__EXERCISE DESCRIPTION__. What you return must be every line below that includes the word "smiling".

[Data entries]
╭──
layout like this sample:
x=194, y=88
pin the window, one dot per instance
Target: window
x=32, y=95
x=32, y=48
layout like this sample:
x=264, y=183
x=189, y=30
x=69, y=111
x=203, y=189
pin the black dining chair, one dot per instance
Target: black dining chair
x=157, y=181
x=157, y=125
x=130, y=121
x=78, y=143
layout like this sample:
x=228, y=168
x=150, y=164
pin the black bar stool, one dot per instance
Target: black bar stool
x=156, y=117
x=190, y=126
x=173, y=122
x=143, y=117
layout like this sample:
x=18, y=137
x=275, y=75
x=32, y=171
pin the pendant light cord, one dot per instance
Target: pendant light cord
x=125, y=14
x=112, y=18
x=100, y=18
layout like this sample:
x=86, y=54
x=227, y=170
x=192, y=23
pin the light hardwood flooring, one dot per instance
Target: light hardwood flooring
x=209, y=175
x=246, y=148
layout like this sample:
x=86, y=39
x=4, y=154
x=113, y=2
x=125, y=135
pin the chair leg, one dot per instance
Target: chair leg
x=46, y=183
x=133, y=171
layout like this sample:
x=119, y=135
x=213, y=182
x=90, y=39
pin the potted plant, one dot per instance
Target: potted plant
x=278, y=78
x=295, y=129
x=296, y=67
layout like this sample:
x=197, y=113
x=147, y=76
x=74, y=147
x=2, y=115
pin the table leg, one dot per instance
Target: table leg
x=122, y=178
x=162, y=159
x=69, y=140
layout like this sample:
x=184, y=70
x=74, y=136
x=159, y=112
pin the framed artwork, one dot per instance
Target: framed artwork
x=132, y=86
╰──
╭──
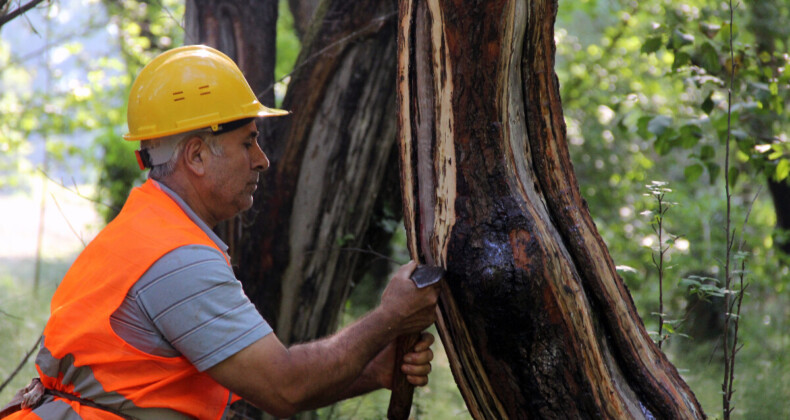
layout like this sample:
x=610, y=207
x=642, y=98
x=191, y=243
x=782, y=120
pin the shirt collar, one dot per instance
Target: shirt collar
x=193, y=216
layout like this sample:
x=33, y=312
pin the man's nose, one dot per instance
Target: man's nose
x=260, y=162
╰──
╭──
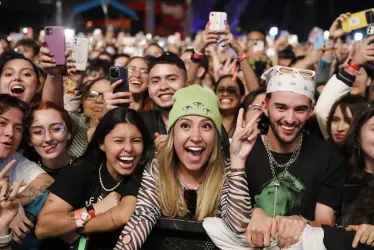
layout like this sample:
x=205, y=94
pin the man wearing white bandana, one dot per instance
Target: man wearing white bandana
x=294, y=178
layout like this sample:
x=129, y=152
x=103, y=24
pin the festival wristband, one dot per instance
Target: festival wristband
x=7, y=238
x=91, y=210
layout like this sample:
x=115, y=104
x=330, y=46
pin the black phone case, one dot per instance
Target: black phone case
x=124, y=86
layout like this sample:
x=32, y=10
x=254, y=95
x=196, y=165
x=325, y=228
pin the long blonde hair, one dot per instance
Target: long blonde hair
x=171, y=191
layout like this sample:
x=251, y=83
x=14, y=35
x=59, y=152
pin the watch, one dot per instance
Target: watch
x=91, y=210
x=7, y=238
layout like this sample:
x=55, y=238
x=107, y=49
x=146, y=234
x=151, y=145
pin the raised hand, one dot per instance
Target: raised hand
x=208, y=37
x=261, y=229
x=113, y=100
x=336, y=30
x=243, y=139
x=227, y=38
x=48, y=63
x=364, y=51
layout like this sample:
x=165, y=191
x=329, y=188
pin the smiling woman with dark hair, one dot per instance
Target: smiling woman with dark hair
╰──
__RESPONSE BOX__.
pin the smiling woman with dark hair, one dot per instance
Target: smiling woman with dark hair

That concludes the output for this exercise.